Information given

━━━━━━━━━━

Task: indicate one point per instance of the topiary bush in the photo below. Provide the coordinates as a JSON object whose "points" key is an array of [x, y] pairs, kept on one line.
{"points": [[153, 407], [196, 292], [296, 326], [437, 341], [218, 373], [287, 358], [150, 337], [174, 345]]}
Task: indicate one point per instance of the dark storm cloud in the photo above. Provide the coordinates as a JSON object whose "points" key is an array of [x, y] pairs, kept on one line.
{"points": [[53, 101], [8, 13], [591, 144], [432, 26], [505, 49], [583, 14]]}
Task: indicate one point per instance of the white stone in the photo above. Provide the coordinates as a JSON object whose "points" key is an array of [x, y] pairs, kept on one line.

━━━━━━━━━━

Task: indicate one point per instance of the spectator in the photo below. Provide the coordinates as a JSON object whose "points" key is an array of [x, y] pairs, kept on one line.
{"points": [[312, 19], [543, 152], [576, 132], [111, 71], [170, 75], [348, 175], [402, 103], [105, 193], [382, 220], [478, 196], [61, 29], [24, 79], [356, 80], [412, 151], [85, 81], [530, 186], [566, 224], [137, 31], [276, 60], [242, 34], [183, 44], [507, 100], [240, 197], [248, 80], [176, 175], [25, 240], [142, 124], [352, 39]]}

━━━━━━━━━━

Your task
The expected output is exactly the lines of the listing above between the line holding "Task: indicate one point per instance of the topiary" and the line holding "Task: indicate one point per instance of the white", inclusive.

Finished exercise
Task: indicate one point per instance of the topiary bush in the photo below. Provide the coordinates as a JSON object whose "points" key is an array of [x, y] pairs, kept on one line.
{"points": [[153, 407], [196, 292], [296, 326], [437, 341], [218, 373], [287, 358], [150, 337], [174, 345]]}
Task: indicate one point per instance of the dark storm cloud in the photo above. Provide the coordinates as a JSON object whose "points" key is an array of [x, y] pairs, kept on one line.
{"points": [[53, 101], [8, 13], [591, 144], [432, 26], [505, 49], [583, 14]]}
Task: indicate one point per instance of the white stone in the photo above. Provide the coordinates as a JSON object whose "points" key is an array of [x, y] pairs, kept on one line.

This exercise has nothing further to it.